**EXTRACTED TEXT**
----------

But wait, there's more: the Phish-like hippie butt-shake of Phobius' "Spiders and Snakes" (trust me, the "Ph"-balance ain't no coincidence), for example; and Pagan Holiday's "You Only See What You Want to See," which provides a nice, relaxing sunset to the day's events (it reminds me of some Beck B-side I can't remember the name of--). The disc also includes contributions from Ted Reyes and The Outpatients. It's a fine addition to the local canon, indeed.

POP START: Do you love guitar pop? I mean, do you really love guitar pop? Do you keep buying all of the Big Star reissues, no matter how incidental they are? Do you find yourself cursing the crime that R.E.M. got Monster huge while the dB's were essentially forced to retire from general indifference? Did the recent import remasters of all the Kinks titles get you sweaty in your Beatle boots? Dig both Cheap Trick and Todd Rundgren? If so, have I got news for you--.

The Hang Ups come from Minneapolis, and are currently touring in anticipation of the September 28 release of their third album, Second Story, on Clean/Restless. In what is perhaps the production coup of the decade, the disc is co-produced by Mitch Easter and Don Dixon, the team responsible for R.E.M.'s first two full-lengths, Murmur and Reckoning (the latter represents the last time these two giants worked together on a project -- and that's going back 15 years).

----------

**Region-pointing data**

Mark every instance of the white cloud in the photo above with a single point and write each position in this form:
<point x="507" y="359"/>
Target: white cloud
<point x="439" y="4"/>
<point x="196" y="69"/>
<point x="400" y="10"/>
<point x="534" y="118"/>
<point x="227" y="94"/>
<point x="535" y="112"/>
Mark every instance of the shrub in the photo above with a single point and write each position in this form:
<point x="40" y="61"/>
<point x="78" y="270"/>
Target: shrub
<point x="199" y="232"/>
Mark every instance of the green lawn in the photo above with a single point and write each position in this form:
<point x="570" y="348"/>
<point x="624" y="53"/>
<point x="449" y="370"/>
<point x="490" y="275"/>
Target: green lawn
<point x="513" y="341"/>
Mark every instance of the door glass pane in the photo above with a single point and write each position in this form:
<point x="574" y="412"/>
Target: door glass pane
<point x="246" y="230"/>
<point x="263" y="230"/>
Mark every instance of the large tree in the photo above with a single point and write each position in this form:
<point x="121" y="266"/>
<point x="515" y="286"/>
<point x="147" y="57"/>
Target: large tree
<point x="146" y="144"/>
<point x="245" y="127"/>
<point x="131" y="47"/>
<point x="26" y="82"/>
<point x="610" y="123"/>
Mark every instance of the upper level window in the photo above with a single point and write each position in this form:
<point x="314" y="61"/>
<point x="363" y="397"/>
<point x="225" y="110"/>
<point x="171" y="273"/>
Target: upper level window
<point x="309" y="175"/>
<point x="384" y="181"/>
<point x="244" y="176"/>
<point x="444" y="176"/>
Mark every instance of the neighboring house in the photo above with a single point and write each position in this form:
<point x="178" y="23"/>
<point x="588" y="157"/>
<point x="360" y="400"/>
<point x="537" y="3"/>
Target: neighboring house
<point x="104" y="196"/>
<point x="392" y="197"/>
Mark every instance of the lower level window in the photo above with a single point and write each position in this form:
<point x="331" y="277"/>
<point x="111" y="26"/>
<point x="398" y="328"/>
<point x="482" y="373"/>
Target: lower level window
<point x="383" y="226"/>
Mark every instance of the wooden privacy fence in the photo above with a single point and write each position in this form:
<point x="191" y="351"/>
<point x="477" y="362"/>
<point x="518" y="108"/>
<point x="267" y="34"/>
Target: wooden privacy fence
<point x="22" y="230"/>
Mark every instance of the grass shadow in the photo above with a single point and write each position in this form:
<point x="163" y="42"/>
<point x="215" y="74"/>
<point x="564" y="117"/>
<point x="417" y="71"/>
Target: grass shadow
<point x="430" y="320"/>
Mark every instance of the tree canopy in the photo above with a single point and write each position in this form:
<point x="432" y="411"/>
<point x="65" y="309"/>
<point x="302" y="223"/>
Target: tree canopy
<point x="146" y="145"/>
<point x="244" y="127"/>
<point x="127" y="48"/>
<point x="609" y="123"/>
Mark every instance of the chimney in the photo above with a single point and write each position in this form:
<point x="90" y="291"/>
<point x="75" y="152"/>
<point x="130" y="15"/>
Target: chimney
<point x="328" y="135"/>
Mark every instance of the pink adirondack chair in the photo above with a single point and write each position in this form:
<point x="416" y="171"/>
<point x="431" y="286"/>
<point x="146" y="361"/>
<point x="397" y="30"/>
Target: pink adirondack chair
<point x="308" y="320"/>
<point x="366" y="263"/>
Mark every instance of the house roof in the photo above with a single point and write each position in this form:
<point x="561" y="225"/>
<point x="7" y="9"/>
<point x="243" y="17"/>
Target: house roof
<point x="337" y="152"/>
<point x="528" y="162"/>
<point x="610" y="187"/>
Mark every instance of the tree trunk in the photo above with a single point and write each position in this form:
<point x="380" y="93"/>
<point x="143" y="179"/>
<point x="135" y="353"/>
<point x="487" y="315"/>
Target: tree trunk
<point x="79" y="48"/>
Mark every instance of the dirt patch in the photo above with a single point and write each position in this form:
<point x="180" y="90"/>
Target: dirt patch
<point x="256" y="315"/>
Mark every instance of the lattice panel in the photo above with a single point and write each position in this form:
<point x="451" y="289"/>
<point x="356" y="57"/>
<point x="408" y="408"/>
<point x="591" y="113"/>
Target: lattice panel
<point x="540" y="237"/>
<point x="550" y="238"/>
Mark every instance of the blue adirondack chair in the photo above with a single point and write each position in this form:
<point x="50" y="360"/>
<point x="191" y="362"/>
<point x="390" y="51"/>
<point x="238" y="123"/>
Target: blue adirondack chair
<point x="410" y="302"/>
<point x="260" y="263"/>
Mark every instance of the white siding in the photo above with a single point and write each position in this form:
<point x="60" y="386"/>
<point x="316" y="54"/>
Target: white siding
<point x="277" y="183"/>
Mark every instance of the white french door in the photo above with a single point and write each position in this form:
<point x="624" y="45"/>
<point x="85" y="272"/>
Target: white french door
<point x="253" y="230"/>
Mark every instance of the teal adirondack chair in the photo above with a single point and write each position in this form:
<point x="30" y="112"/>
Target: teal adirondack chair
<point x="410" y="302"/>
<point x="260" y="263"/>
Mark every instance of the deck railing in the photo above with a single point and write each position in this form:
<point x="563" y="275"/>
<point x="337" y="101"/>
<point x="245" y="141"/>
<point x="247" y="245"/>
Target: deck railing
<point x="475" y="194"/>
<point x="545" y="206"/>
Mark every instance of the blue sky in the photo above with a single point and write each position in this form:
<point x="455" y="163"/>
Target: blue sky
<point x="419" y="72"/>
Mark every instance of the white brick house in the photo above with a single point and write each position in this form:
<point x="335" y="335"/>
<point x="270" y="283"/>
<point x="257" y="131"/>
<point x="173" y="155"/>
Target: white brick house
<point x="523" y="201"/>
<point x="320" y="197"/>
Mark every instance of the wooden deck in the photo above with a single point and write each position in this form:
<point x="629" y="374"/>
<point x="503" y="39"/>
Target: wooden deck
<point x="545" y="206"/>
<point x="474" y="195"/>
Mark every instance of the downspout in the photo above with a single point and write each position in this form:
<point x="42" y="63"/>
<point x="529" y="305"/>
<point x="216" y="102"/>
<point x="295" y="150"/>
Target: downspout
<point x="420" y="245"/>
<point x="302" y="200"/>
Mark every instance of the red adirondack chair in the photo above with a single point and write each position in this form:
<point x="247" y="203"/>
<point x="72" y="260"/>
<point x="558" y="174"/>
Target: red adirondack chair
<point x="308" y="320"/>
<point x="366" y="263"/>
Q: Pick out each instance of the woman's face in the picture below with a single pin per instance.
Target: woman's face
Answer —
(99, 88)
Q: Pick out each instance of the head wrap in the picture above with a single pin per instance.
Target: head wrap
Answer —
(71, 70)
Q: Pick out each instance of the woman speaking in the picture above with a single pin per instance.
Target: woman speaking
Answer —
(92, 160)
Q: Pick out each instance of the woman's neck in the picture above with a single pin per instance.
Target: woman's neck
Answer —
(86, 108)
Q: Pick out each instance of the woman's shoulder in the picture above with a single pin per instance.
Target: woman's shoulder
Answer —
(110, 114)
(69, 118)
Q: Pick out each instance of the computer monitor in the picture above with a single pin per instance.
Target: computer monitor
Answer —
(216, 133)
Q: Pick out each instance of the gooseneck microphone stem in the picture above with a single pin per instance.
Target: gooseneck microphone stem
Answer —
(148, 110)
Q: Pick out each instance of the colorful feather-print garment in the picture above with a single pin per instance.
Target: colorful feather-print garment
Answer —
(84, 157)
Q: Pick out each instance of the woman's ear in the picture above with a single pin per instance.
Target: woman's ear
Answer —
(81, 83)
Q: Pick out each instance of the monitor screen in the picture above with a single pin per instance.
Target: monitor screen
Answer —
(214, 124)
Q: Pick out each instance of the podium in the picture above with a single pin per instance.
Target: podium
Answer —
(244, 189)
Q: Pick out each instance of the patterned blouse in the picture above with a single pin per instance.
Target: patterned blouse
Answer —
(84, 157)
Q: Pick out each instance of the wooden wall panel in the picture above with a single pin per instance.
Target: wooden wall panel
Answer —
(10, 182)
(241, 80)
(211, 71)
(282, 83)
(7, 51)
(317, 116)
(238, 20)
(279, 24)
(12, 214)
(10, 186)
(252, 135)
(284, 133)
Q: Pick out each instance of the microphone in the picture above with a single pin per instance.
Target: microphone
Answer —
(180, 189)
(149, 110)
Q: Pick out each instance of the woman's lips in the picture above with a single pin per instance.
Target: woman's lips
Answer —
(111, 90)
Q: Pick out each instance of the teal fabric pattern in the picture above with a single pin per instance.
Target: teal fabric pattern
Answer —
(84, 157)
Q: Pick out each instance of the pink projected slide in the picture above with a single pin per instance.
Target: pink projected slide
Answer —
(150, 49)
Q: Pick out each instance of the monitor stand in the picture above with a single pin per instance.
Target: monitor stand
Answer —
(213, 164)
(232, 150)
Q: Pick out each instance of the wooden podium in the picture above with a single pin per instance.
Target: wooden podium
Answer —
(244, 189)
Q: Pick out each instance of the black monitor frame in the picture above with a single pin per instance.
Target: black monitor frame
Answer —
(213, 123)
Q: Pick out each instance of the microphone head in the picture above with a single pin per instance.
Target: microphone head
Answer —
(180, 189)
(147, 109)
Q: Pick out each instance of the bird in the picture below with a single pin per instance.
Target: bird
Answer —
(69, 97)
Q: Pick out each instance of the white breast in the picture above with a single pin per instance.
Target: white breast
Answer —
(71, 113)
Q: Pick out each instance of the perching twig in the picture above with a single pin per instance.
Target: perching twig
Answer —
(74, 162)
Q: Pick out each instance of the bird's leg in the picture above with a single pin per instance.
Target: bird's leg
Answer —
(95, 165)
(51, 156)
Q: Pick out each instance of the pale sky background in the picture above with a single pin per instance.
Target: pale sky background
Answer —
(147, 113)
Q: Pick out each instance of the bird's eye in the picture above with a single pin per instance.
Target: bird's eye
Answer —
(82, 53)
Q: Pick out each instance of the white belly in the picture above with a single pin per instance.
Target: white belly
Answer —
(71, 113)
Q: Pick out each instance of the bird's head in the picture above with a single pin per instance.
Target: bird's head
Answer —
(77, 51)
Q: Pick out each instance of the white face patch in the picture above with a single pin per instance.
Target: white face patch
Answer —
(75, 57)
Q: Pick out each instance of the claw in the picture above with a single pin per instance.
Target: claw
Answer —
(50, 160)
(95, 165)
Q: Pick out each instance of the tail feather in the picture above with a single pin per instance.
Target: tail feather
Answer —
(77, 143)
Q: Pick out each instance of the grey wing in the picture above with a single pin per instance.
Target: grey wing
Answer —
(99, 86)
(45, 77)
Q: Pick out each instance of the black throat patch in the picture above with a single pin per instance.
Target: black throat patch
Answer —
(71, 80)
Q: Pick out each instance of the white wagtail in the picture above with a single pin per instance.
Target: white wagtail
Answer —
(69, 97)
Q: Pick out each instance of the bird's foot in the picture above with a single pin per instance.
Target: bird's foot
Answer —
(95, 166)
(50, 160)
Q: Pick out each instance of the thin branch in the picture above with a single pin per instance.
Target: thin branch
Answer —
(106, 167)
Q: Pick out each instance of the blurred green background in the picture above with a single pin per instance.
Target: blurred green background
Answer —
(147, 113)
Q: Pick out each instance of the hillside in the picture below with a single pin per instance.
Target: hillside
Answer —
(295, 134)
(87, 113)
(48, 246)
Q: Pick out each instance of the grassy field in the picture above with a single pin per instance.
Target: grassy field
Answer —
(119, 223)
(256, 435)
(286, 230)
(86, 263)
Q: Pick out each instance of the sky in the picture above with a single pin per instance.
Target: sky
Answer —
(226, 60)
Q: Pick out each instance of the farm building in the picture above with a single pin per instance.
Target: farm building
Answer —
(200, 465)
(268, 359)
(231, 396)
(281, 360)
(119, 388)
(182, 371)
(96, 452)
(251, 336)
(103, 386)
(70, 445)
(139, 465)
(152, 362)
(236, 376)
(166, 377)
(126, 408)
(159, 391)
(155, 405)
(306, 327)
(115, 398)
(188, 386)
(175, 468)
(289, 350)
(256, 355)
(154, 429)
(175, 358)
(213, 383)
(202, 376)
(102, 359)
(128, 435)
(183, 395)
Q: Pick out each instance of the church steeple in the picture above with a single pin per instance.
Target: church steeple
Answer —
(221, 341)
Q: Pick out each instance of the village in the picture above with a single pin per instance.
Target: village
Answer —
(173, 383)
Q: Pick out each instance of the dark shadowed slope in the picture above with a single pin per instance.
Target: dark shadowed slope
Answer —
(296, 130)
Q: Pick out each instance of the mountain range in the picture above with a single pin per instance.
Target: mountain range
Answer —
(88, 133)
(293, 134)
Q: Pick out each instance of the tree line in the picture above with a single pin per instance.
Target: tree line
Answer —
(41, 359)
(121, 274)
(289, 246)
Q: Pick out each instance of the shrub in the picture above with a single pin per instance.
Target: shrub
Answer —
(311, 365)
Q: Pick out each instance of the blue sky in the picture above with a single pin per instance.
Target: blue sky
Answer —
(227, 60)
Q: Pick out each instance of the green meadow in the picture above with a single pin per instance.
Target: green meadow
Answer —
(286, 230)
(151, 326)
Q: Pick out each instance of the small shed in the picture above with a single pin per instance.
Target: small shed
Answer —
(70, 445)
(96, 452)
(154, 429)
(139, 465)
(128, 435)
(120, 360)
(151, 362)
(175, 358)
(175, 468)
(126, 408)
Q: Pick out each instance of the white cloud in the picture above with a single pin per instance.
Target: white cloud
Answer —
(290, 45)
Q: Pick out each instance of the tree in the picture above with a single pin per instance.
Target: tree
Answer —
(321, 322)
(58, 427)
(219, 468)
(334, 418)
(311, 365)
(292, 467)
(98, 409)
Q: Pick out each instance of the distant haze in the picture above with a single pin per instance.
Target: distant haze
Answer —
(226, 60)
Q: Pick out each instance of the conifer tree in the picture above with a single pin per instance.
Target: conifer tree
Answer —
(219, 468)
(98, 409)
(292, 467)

----------

Write out the entire music review from the beginning of this page word for word, keeping its paragraph breaks.

But wait, there's more: the Phish-like hippie butt-shake of Phobius' "Spiders and Snakes" (trust me, the "Ph"-balance ain't no coincidence), for example; and Pagan Holiday's "You Only See What You Want to See," which provides a nice, relaxing sunset to the day's events (it reminds me of some Beck B-side I can't remember the name of--). The disc also includes contributions from Ted Reyes and The Outpatients. It's a fine addition to the local canon, indeed.

POP START: Do you love guitar pop? I mean, do you really love guitar pop? Do you keep buying all of the Big Star reissues, no matter how incidental they are? Do you find yourself cursing the crime that R.E.M. got Monster huge while the dB's were essentially forced to retire from general indifference? Did the recent import remasters of all the Kinks titles get you sweaty in your Beatle boots? Dig both Cheap Trick and Todd Rundgren? If so, have I got news for you--.

The Hang Ups come from Minneapolis, and are currently touring in anticipation of the September 28 release of their third album, Second Story, on Clean/Restless. In what is perhaps the production coup of the decade, the disc is co-produced by Mitch Easter and Don Dixon, the team responsible for R.E.M.'s first two full-lengths, Murmur and Reckoning (the latter represents the last time these two giants worked together on a project -- and that's going back 15 years).